*Written problem 1*
Reproduce the Home Renovation Tax Credit passage in full, word for word.

*Excerpted passage*
+--

Who Can Claim the HRTC?

About 4.6 million families in Canada are expected to benefit from the credit.

Taxpayers can claim the HRTC when filing their 2009 tax return. Receipts will be required when filing your taxes.

Eligibility for the HRTC will be family-based. For the purpose of the credit, a family is generally considered to consist of an individual and, where applicable, the individual’s spouse or common-law partner.

Family members will be able to share the credit.

Examples of HRTC Eligible and Ineligible Expenditures

Eligible

  • Renovating a kitchen, bathroom, or basement
  • New carpet or hardwood floors
  • Building an addition, deck, fence or retaining wall
  • A new furnace or water heater
  • Painting the interior or exterior of a house
  • Resurfacing a driveway
  • Laying new sod

Ineligible

  • Furniture and appliances (e.g., refrigerator, stove, couch)
  • Purchase of tools
  • Carpet cleaning
  • Maintenance contracts (e.g., furnace cleaning, snow removal, lawn care, pool cleaning)

Examples of the Benefits of the Home Renovation Tax Credit

The following examples illustrate how homeowners can benefit from the HRTC

Sally and Ed are a couple who have recently purchased a house. In response to the temporary HRTC, they decide to replace their old windows and improve the insulation in their home in 2009, instead of waiting, incurring $10,000 in expenditures. After taking into account the $1,000 minimum threshold, a 15-per-cent credit will be available on $9,000 in eligible expenditures, providing tax relief of $1,350.

+--

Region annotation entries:
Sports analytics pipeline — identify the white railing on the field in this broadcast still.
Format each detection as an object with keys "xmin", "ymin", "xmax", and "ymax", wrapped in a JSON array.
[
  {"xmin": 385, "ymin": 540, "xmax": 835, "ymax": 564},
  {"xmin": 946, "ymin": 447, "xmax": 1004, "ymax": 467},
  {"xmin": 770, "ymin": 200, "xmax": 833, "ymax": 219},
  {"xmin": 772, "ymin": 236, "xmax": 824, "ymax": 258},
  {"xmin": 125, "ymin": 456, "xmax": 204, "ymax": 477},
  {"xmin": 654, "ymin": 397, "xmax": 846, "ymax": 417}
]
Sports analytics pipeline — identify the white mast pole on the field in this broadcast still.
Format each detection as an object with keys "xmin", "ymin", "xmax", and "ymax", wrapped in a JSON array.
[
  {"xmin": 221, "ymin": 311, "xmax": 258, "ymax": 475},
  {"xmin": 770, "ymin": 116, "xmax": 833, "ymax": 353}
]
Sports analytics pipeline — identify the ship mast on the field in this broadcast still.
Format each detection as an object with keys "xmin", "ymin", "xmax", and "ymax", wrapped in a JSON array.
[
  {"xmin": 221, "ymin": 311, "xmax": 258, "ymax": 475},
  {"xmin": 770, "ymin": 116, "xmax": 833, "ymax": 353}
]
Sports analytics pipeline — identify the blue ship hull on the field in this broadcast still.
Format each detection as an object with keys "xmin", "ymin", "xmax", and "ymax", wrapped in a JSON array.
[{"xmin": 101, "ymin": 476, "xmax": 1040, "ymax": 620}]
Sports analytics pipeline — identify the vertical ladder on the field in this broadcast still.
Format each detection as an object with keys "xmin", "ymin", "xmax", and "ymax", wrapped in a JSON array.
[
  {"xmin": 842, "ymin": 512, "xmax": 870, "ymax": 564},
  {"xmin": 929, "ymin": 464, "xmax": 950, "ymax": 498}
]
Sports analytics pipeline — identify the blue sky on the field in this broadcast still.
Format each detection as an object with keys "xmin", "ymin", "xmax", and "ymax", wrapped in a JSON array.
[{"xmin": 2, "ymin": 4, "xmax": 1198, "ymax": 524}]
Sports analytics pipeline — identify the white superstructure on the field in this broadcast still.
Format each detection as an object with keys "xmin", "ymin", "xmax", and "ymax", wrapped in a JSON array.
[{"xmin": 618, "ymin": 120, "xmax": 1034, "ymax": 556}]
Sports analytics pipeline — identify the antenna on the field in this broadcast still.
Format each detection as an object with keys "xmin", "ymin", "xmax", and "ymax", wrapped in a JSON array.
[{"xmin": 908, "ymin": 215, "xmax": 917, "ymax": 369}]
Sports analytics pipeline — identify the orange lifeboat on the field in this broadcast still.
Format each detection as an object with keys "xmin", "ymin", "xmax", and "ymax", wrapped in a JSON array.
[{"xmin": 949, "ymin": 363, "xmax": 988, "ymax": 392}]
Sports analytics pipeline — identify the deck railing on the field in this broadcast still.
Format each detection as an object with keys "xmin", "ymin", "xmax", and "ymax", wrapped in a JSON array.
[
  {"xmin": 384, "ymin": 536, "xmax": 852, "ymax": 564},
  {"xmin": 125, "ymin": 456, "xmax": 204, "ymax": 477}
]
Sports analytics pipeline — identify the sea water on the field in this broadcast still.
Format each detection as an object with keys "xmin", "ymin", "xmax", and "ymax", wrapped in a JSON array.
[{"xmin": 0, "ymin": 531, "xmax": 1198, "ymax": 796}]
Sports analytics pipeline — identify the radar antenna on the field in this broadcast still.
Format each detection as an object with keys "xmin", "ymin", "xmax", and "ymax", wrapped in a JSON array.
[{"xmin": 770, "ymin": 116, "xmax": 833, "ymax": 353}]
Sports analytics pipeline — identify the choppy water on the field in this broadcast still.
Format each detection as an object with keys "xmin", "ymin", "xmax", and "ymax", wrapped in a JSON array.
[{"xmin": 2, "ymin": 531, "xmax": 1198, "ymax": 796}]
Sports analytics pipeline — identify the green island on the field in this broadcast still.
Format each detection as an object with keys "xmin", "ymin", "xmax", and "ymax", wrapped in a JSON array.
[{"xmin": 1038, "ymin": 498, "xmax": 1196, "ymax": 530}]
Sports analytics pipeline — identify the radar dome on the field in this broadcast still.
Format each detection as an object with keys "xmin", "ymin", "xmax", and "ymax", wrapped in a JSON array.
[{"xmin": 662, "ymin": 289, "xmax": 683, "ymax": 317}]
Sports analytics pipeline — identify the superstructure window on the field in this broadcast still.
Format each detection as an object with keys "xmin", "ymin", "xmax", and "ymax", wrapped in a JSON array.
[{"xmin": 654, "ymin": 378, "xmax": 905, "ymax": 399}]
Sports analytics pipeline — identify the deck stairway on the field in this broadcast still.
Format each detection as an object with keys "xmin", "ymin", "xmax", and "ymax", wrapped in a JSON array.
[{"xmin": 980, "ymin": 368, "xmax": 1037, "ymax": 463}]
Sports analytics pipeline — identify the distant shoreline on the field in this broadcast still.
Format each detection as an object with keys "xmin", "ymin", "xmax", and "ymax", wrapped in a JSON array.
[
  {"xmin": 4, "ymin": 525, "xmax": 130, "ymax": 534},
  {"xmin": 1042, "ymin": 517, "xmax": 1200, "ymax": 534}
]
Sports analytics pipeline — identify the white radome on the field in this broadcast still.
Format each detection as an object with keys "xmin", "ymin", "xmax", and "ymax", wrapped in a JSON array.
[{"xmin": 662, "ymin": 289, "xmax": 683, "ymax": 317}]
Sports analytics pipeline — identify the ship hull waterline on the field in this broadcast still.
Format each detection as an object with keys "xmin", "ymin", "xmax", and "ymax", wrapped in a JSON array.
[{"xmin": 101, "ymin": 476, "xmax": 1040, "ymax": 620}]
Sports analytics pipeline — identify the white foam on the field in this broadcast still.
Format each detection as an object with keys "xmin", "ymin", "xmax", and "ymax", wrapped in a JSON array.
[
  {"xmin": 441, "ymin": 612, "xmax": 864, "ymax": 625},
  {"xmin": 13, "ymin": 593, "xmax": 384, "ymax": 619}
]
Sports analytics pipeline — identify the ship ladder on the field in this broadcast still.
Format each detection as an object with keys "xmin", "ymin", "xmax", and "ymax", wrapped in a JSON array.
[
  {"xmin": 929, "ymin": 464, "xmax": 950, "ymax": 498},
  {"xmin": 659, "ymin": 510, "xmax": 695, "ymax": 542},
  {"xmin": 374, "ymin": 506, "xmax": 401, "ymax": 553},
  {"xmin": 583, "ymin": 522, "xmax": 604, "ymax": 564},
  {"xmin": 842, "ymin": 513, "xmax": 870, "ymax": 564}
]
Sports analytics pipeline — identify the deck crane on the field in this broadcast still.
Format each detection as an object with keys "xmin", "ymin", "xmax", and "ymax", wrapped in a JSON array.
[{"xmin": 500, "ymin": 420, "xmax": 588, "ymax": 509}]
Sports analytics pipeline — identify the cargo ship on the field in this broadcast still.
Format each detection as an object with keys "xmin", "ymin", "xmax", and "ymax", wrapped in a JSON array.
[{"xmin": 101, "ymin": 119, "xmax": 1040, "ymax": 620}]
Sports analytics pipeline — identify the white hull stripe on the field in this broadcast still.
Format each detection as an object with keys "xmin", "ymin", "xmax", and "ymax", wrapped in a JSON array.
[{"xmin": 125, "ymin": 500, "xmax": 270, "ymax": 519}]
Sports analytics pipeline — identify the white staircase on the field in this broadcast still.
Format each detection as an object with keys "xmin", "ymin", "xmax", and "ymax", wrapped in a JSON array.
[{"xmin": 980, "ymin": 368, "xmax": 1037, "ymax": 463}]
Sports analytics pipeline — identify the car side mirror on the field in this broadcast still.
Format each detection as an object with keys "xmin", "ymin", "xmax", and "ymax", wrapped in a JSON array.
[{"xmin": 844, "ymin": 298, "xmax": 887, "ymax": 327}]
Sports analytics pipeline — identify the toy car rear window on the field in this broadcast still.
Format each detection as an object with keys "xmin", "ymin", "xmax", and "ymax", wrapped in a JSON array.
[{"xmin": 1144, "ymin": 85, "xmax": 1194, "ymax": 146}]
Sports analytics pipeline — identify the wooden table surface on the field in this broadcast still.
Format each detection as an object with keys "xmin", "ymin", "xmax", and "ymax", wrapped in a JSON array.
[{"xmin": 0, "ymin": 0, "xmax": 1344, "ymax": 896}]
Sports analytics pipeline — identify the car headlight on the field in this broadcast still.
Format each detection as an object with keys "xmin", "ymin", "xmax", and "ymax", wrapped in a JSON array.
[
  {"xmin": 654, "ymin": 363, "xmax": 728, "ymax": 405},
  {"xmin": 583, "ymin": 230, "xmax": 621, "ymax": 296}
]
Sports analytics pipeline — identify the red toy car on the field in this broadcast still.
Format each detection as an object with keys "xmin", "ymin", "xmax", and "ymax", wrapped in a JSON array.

+--

*Written problem 2*
List every line of the records above that contains the word "blue", copying each line unchanged.

*Full answer 1*
Who Can Claim the HRTC?

About 4.6 million families in Canada are expected to benefit from the credit.

Taxpayers can claim the HRTC when filing their 2009 tax return. Receipts will be required when filing your taxes.

Eligibility for the HRTC will be family-based. For the purpose of the credit, a family is generally considered to consist of an individual and, where applicable, the individual’s spouse or common-law partner.

Family members will be able to share the credit.

Examples of HRTC Eligible and Ineligible Expenditures

Eligible

  • Renovating a kitchen, bathroom, or basement
  • New carpet or hardwood floors
  • Building an addition, deck, fence or retaining wall
  • A new furnace or water heater
  • Painting the interior or exterior of a house
  • Resurfacing a driveway
  • Laying new sod

Ineligible

  • Furniture and appliances (e.g., refrigerator, stove, couch)
  • Purchase of tools
  • Carpet cleaning
  • Maintenance contracts (e.g., furnace cleaning, snow removal, lawn care, pool cleaning)

Examples of the Benefits of the Home Renovation Tax Credit

The following examples illustrate how homeowners can benefit from the HRTC

Sally and Ed are a couple who have recently purchased a house. In response to the temporary HRTC, they decide to replace their old windows and improve the insulation in their home in 2009, instead of waiting, incurring $10,000 in expenditures. After taking into account the $1,000 minimum threshold, a 15-per-cent credit will be available on $9,000 in eligible expenditures, providing tax relief of $1,350.

*Full answer 2*
Sports analytics pipeline — identify the blue ship hull on the field in this broadcast still.
Sports analytics pipeline — identify the blue sky on the field in this broadcast still.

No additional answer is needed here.